* SET EXERCISE:
In the entries below, identify every line that contains the word "hand" and copy each of those lines in full.

* MATERIAL PROVIDED:
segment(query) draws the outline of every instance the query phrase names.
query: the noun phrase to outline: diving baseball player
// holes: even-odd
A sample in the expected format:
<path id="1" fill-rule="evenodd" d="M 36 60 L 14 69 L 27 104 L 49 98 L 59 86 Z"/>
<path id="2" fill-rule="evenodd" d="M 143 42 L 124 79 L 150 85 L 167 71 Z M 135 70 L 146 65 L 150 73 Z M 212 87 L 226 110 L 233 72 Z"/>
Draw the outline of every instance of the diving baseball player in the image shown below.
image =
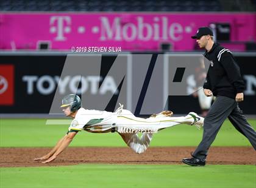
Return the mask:
<path id="1" fill-rule="evenodd" d="M 142 153 L 149 146 L 153 133 L 158 130 L 181 124 L 194 125 L 200 129 L 204 119 L 194 112 L 185 116 L 171 117 L 171 111 L 163 111 L 146 119 L 141 118 L 123 109 L 121 105 L 115 112 L 87 110 L 82 107 L 80 98 L 74 94 L 65 96 L 61 107 L 66 116 L 74 118 L 68 132 L 52 150 L 35 158 L 35 161 L 45 160 L 42 163 L 48 163 L 54 160 L 68 146 L 77 132 L 82 130 L 92 133 L 116 132 L 134 152 Z M 143 133 L 140 138 L 138 133 Z"/>

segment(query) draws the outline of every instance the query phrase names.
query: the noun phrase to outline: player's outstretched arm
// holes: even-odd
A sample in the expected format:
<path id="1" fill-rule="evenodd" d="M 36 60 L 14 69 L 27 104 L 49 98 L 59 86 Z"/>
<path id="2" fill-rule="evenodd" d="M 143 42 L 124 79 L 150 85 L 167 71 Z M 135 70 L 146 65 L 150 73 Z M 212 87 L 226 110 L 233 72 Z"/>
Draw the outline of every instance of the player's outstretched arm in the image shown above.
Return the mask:
<path id="1" fill-rule="evenodd" d="M 68 135 L 66 135 L 63 138 L 63 140 L 62 141 L 60 146 L 59 147 L 56 152 L 52 155 L 46 161 L 42 162 L 42 163 L 48 163 L 51 161 L 54 160 L 57 156 L 60 155 L 66 147 L 68 147 L 68 145 L 69 145 L 70 143 L 73 139 L 74 137 L 76 136 L 77 132 L 69 132 Z"/>
<path id="2" fill-rule="evenodd" d="M 65 137 L 66 136 L 65 135 L 63 137 L 62 137 L 56 144 L 54 147 L 46 155 L 43 155 L 41 157 L 36 158 L 34 159 L 34 161 L 41 161 L 41 160 L 46 160 L 49 159 L 60 147 L 60 145 L 62 144 L 63 141 L 64 140 Z"/>

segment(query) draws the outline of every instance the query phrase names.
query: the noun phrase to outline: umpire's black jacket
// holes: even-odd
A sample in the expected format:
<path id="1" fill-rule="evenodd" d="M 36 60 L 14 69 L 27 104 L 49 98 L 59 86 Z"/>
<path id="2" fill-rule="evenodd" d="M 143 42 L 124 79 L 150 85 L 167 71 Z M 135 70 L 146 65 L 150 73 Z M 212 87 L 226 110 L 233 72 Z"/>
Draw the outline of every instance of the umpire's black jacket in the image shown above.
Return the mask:
<path id="1" fill-rule="evenodd" d="M 204 89 L 211 90 L 214 96 L 234 99 L 236 93 L 243 92 L 244 83 L 240 69 L 228 49 L 214 43 L 212 49 L 204 55 L 210 61 Z"/>

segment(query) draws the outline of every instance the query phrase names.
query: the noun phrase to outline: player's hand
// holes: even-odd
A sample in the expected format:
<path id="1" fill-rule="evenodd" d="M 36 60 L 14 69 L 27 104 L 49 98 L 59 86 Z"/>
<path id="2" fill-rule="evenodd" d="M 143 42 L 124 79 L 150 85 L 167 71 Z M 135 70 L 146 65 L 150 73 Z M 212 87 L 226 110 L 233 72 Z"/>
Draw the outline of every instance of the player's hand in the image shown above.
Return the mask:
<path id="1" fill-rule="evenodd" d="M 236 102 L 241 102 L 244 100 L 244 93 L 239 93 L 236 94 L 235 96 L 235 100 Z"/>
<path id="2" fill-rule="evenodd" d="M 41 157 L 35 158 L 34 159 L 34 161 L 42 161 L 42 160 L 46 160 L 48 159 L 49 157 L 46 155 L 42 156 Z"/>
<path id="3" fill-rule="evenodd" d="M 204 93 L 206 96 L 213 96 L 213 92 L 208 89 L 204 89 Z"/>
<path id="4" fill-rule="evenodd" d="M 57 156 L 55 156 L 55 155 L 52 155 L 52 156 L 51 157 L 50 157 L 48 159 L 47 159 L 47 160 L 46 160 L 46 161 L 45 161 L 42 162 L 41 163 L 46 164 L 46 163 L 50 163 L 50 162 L 51 162 L 51 161 L 54 161 L 55 158 L 57 158 Z"/>

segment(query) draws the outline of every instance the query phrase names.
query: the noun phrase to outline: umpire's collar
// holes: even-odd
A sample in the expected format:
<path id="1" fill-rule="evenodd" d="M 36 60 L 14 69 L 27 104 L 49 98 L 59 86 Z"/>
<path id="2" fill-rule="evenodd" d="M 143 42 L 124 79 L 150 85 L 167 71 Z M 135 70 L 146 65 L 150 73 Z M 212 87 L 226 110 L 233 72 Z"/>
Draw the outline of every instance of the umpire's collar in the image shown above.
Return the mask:
<path id="1" fill-rule="evenodd" d="M 215 42 L 214 42 L 213 43 L 213 47 L 210 50 L 210 51 L 209 52 L 207 52 L 207 50 L 205 50 L 205 52 L 204 54 L 206 55 L 207 53 L 211 53 L 212 52 L 213 52 L 214 50 L 214 49 L 215 49 L 219 45 L 219 43 L 217 43 L 217 42 L 215 43 Z"/>

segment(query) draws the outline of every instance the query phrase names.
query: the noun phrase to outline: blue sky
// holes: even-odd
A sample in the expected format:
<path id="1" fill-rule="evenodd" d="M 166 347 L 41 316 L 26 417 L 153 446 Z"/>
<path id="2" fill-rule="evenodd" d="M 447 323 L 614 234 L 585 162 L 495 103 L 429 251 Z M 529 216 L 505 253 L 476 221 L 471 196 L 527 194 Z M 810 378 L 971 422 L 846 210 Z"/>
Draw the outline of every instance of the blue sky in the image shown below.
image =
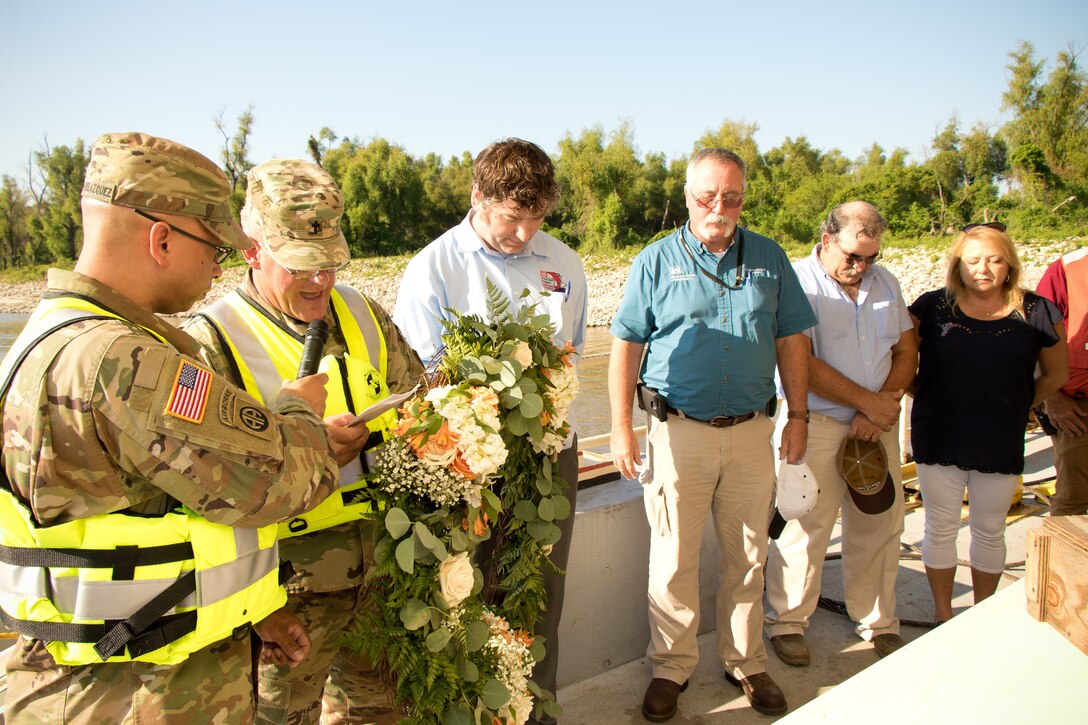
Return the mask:
<path id="1" fill-rule="evenodd" d="M 32 150 L 144 131 L 219 160 L 249 103 L 250 158 L 322 126 L 422 156 L 504 136 L 554 151 L 628 122 L 670 158 L 726 119 L 858 156 L 924 158 L 956 114 L 1000 125 L 1007 53 L 1088 47 L 1088 2 L 234 2 L 0 4 L 0 173 Z M 1088 63 L 1088 51 L 1080 56 Z"/>

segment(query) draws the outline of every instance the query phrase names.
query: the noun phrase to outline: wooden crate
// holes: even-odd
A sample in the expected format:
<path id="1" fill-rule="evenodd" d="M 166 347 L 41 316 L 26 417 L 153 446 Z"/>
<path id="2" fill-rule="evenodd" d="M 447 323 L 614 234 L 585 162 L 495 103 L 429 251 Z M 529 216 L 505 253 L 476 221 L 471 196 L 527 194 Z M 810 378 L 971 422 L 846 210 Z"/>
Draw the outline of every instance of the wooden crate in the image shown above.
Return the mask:
<path id="1" fill-rule="evenodd" d="M 1088 654 L 1088 516 L 1055 516 L 1027 532 L 1027 611 Z"/>

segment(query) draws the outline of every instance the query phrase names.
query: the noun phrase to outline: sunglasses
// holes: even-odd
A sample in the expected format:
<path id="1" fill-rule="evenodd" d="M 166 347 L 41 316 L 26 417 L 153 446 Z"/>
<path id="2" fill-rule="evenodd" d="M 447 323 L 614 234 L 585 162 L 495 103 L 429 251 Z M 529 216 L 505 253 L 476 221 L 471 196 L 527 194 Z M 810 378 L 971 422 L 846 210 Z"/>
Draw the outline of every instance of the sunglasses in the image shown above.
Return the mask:
<path id="1" fill-rule="evenodd" d="M 234 248 L 233 247 L 224 247 L 224 246 L 219 245 L 219 244 L 212 244 L 208 239 L 201 239 L 196 234 L 189 234 L 184 229 L 181 229 L 178 226 L 174 226 L 173 224 L 171 224 L 170 222 L 168 222 L 165 219 L 159 219 L 158 217 L 152 217 L 151 214 L 147 213 L 146 211 L 141 211 L 139 209 L 133 209 L 133 211 L 135 211 L 136 213 L 138 213 L 144 219 L 150 219 L 153 222 L 160 222 L 162 224 L 165 224 L 166 226 L 169 226 L 171 229 L 171 231 L 177 232 L 182 236 L 187 236 L 190 239 L 193 239 L 194 242 L 199 242 L 200 244 L 205 245 L 206 247 L 211 247 L 212 249 L 215 250 L 215 256 L 213 257 L 213 259 L 214 259 L 214 261 L 215 261 L 217 265 L 222 265 L 223 262 L 226 261 L 227 257 L 230 257 L 232 254 L 234 254 Z"/>
<path id="2" fill-rule="evenodd" d="M 970 230 L 975 229 L 976 226 L 986 226 L 988 229 L 996 229 L 999 232 L 1005 231 L 1005 225 L 1002 224 L 1001 222 L 973 222 L 970 224 L 966 224 L 963 228 L 963 231 L 964 232 L 969 232 Z"/>

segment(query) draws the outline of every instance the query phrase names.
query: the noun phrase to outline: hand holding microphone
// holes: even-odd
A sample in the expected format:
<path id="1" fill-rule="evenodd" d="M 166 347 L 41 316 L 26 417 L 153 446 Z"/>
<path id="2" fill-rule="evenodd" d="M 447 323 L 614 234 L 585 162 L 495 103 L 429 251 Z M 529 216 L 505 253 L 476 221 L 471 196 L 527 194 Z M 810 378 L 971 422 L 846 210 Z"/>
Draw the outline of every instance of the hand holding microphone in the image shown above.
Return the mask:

* RESULT OF THE EXERCISE:
query: the noun phrase to outline: player's hand
Draw the outline of every instance of the player's hand in the image shown above.
query: the noun phrase to outline: hand holding microphone
Draw the outline of every instance of the hand holding microphone in the image shown above.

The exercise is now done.